→ **CONSIGNE A**
Mettez à l'échelle la liste à partir de la ligne qui contient « TARGET = black handbag » jusqu'à la fin de la liste, et seulement cette portion, bornes comprises. Recopiez chaque ligne, consignes incluses, en multipliant par 2,4 chaque coordonnée de point donnée en réponse et en arrondissant à l'entier, les demis vers le haut.

→ **TEXTE EXTRAIT**
Oui, c’est cela le courage ! Et voici une autre réplique de Lalla Zouleikha qui n’a jamais essayé, par une quelconque feinte, de tirer son épingle du jeu ou sauver sa tête de l’échafaud. Ainsi, le jour de son exécution, elle lançait à ses bourreaux, alors qu’elle était menottée et torturée dans des conditions inhumaines :
- «Vous ne me faites pas peur ! Et d’abord, je ne suis pas une criminelle ! Les criminels, c’est vous ! Vous qui avez pris notre pays en otage, vous qui avez occulté notre Histoire, vous qui ignorez notre géographie et nos ancêtres, vous qui êtes en train de nous écraser aujourd’hui… Pour cela, je ne vous dirai rien du tout, car je sais à quoi je suis destinée… Vous allez me tuer, parce que vous êtes des sauvages et ainsi, pourquoi voulez-vous que je réponde à vos questions…, et que je donne les noms de mes compagnons? Non ! Je continuerai à vous cracher, en pleine figure ce que je pense de vous, de votre armée d’assassins, de vos méthodes de dissuasion, de vos intimidations ! En tout cas, cognez, faites-vous ce plaisir de me faire mal…, je serai pour vous, demain et toujours, l’œil de Caïn !»
Cependant, de cette épopée au «féminin», il ne reste que quelques bribes insignifiantes dans la mémoire des générations et des sociétés, sinon aucune. Conséquence, la femme est restée donc une orpheline de l’Histoire, la grande absente dans l’histoire, de l’Histoire, écrira Amar Belkhodja, en préfaçant cet ouvrage qui sort un peu de l’ordinaire. Ainsi, la plume au clair, dira-t-il encore, Kamel Bouchama a résolu de s’engager pour combler une partie de ce déficit qui désavantage la femme. Il est parti sur les traces de celle qui se trouvait loin d’échapper à son destin, parce qu’elle aura vécu dans un milieu familial qui déployait une activité intense dans le mouvement nationaliste.
Le destin d’«une moudjahida au tempérament de feu», selon le mot de Leïla Boukli (cité par l’auteur). Et ce tempérament, nous pouvons le découvrir et le comprendre dans toutes les pages de Lalla Zouleikha, la mère des résistants. Nous saurons à travers de nombreuses actions qu’elle ne pouvait le dissimuler et l’enfermer au chaud, dans son cœur, car il serait sorti malgré elle pour désigner une battante qui n’a jamais su, de son vivant, courber l’échine, en s’effaçant devant ses adversaires, sans contrepartie.
En effet, elle ne pouvait cacher son mépris et son désaveu à la politique colonialiste, puisqu’elle ne se voyait pas – dans le rôle d’une pleutre complaisante – en train de «tirer orgueil de la richesse et des honneurs..., parce qu’auquel cas elle aurait été obligée de tendre son échine aux calamités»(2).

→ **CONSIGNE B**
Reproduisez le passage du texte sur Lalla Zouleikha qui commence aux mots « Cependant, de cette » et s'arrête après « le mouvement nationaliste. ».

→ **LISTE FOURNIE**
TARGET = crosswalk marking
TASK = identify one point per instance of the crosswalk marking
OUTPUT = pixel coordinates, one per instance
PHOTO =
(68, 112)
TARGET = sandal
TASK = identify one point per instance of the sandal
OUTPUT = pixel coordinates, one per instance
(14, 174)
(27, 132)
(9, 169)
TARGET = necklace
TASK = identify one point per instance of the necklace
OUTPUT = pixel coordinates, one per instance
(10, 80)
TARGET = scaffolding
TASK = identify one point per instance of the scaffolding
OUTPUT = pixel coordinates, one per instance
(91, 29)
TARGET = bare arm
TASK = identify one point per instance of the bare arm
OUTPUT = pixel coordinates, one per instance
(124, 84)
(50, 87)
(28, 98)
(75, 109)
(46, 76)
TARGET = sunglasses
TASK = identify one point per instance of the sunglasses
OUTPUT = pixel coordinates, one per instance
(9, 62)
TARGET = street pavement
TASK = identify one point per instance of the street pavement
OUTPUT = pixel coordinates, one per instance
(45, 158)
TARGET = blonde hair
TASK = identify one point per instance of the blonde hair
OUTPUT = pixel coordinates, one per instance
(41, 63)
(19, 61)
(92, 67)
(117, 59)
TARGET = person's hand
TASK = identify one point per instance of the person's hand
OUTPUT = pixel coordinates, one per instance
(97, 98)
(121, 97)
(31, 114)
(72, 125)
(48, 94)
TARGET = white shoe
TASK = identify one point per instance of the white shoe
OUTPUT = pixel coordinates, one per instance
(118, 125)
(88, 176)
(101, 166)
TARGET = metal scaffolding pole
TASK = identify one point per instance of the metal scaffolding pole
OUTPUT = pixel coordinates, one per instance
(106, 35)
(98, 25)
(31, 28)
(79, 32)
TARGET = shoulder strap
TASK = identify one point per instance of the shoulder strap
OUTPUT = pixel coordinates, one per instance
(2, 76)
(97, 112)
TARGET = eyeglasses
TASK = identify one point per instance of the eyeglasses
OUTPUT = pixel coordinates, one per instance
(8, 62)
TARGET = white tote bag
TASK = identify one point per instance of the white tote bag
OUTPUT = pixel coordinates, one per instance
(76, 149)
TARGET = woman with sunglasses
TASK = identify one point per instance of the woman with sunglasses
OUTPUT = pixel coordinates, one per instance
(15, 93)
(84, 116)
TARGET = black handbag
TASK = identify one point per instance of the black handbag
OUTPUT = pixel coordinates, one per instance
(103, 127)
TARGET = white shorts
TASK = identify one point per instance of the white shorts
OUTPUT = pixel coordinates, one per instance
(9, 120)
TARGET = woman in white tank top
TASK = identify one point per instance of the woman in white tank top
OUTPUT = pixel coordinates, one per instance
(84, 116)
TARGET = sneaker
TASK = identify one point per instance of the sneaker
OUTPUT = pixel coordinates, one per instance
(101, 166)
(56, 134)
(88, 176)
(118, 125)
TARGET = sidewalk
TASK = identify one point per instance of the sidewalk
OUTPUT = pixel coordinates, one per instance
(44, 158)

→ **RÉPONSE A**
TARGET = black handbag
TASK = identify one point per instance of the black handbag
OUTPUT = pixel coordinates, one per instance
(247, 305)
TARGET = white shorts
TASK = identify one point per instance of the white shorts
OUTPUT = pixel coordinates, one per instance
(22, 288)
TARGET = woman in white tank top
TASK = identify one point per instance of the woman in white tank top
OUTPUT = pixel coordinates, one per instance
(202, 278)
TARGET = sneaker
TASK = identify one point per instance of the sneaker
OUTPUT = pixel coordinates, one per instance
(242, 398)
(134, 322)
(211, 422)
(283, 300)
TARGET = sidewalk
TASK = identify one point per instance of the sidewalk
OUTPUT = pixel coordinates, one per instance
(106, 379)

→ **RÉPONSE B**
Cependant, de cette épopée au «féminin», il ne reste que quelques bribes insignifiantes dans la mémoire des générations et des sociétés, sinon aucune. Conséquence, la femme est restée donc une orpheline de l’Histoire, la grande absente dans l’histoire, de l’Histoire, écrira Amar Belkhodja, en préfaçant cet ouvrage qui sort un peu de l’ordinaire. Ainsi, la plume au clair, dira-t-il encore, Kamel Bouchama a résolu de s’engager pour combler une partie de ce déficit qui désavantage la femme. Il est parti sur les traces de celle qui se trouvait loin d’échapper à son destin, parce qu’elle aura vécu dans un milieu familial qui déployait une activité intense dans le mouvement nationaliste.